__Work order__:
Give a single number in reply. It is the count of lines below that contain the string "tent".

__Provided records__:
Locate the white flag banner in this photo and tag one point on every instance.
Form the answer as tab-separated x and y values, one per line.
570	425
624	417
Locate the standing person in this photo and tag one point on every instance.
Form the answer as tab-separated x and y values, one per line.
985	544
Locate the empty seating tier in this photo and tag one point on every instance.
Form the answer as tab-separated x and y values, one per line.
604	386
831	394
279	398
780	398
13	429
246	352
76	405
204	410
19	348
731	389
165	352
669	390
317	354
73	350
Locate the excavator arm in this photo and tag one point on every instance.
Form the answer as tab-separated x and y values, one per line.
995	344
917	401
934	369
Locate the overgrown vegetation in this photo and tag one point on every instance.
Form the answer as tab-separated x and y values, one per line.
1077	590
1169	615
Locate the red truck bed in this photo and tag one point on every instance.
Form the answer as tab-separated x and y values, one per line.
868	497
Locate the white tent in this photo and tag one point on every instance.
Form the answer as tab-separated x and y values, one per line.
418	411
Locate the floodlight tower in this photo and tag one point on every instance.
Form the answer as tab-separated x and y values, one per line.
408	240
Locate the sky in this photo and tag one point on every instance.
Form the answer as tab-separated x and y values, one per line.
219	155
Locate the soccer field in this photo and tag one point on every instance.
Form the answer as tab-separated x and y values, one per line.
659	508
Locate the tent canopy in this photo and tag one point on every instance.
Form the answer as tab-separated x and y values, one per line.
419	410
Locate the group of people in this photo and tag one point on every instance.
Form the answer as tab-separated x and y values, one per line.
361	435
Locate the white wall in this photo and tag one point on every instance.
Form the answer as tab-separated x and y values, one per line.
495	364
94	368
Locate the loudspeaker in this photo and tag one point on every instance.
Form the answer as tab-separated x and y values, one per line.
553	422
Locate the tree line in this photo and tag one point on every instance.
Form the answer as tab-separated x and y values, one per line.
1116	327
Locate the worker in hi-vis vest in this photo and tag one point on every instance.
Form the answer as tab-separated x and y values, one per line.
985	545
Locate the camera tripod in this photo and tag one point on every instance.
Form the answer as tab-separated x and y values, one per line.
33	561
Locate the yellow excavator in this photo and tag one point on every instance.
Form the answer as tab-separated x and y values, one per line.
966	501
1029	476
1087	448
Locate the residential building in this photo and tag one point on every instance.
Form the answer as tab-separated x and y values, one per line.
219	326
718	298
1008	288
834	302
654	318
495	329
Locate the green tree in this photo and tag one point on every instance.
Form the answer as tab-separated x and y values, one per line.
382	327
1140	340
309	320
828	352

__Answer__:
2